▶ [Enunciado 1]:
Pela contagem guarani descrita no trecho fornecido, quantos anos tem uma pessoa com duas taquaras?

▶ [Trecho fornecido]:
A todo momento nós, povos indígenas, somos bombardeados, quando não literalmente, com notícias de leis, projetos, marcos que buscam dar seguimento à violência contra nós. Certamente, como parte da terra que somos, todas as violências contra ela também nos atingem. Mas não é disso que quero falar hoje. Teimosamente, quando me convidam para falar sobre envelhecimento, irei falar da alegria.

Pode causar um estranhamento falar disso justamente quando reconhecemos o cenário de colonização em que vivemos, mas, como nos ensina cacique Babau (2019), o que mata nossos adversários é nosso sorriso. E seguimos com ele, junto a nossas lágrimas. Quando nossos povos cantam, dançam, quando festejamos a chegada de mais um bebezinho, quando celebramos mais uma taquara de vida dos mais velhos, avôs e avós (xamoi e xaryi). Essa marcação de tempo através do ciclo da taquara é explicada pela anciã Doralice (2018):

A taquara é muito importante na vida do guarani. O takuapu, bastão musical que as mulheres batem no chão durante o canto-reza, mborai, é do tronco da taquara. E as mulheres usavam a geleia da taquara para amaciar a pele e o cabelo. As taquaras também oferecem takuaraxó, uma larva que dá no centro do tronco e serve como alimento. Essas larvas só dão a cada 30 anos, e um modo de contar a idade da pessoa é dizer quantas taquaras ela tem. Se tem 30 anos, diz que tem uma taquara, se tem 60, duas. Tem gente que chega a viver três taquaras. Então a taquara tem um ciclo de vida, que a vida do guarani acompanha. Com 30 anos a taquara morre, seca, depois floresce e dá essa larva, takuaraxó. Pelo que eu entendo, a taquara tem um sumo quando amadurece, e as lar- vas vão comendo esse sumo. Então a taquara seca e as sementes caem, voam por aí. Os ratinhos, os passarinhos comem as sementes, mas algumas brotam (Poty, 2023, s/p).

Algumas brotam, seguem brotando. Por isso nossos parentes continuam fazendo o reflorestamento, da terra, do espírito. É preciso semear também a alegria e, ao contrário do que o capitalismo nos ensina, ela não está no consumo. Como dizia Alberto Caeiro (1993):

(…) às vezes ouço passar o vento e só de ouvir passar o vento já vale a pena ter nascido (…)
A espantosa realidade das cousas
É a minha descoberta de todos os dias.

Cada cousa é o que é,
E é difícil explicar a alguém quanto isso me alegra, E quanto isso me basta.

É difícil pensar a alegria nas monoculturas, porque o que elas ensinam é que a vida que realmente importa, a verdadeira alegria, não está aqui e sim no futuro, na ida ao céu. E com esta economia tentam fechar a conta das injustiças, dos desencontros, dos conflitos, das desigualdades. Consolam-se dizendo que no juízo final, aí sim, tudo será colocado na ponta do lápis, que então haverá condenação para muitos e salvação para poucos. Que lá, nesse longe do tempo e do es- paço, estará lhes aguardando a redenção e a recompensa pelas tantas renúncias que fizeram ao longo da vida.

▶ [Itens de uma fonte de dados]:

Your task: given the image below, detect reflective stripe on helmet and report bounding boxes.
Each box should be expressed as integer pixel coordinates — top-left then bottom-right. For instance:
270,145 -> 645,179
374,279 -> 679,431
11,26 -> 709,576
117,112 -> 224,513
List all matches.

--

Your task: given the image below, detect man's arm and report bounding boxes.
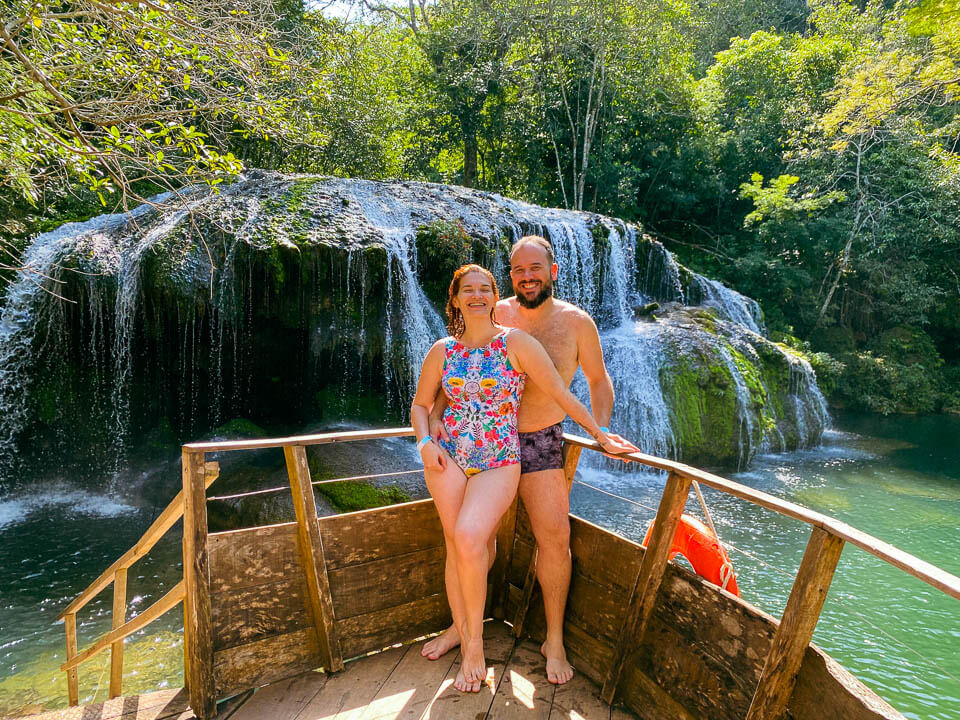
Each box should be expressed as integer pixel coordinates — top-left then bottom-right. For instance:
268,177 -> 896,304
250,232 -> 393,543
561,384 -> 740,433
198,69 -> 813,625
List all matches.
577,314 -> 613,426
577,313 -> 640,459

---

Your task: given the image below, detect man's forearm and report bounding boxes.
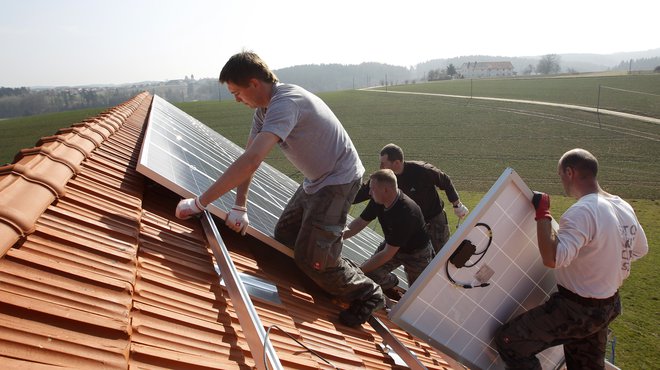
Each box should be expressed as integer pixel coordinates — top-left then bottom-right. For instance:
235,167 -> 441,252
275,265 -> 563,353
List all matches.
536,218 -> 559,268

▶ [Enunciado 2]:
Na listagem, reescreva tudo desde a linha que contém "Your task: given the image below, detect man's forearm" até a linha que contém "536,218 -> 559,268", trocando "forearm" por "wrist" e deixando o resto igual. Tire da resposta a marcação da imagem.

▶ [Resposta esperada 1]:
60 anos.

▶ [Resposta esperada 2]:
Your task: given the image below, detect man's wrist and report bounding boxes.
Each box should be expressed as integer pixel coordinates — top-left then bottom-right. For instance:
235,167 -> 441,252
275,265 -> 563,353
List all matches.
536,218 -> 559,268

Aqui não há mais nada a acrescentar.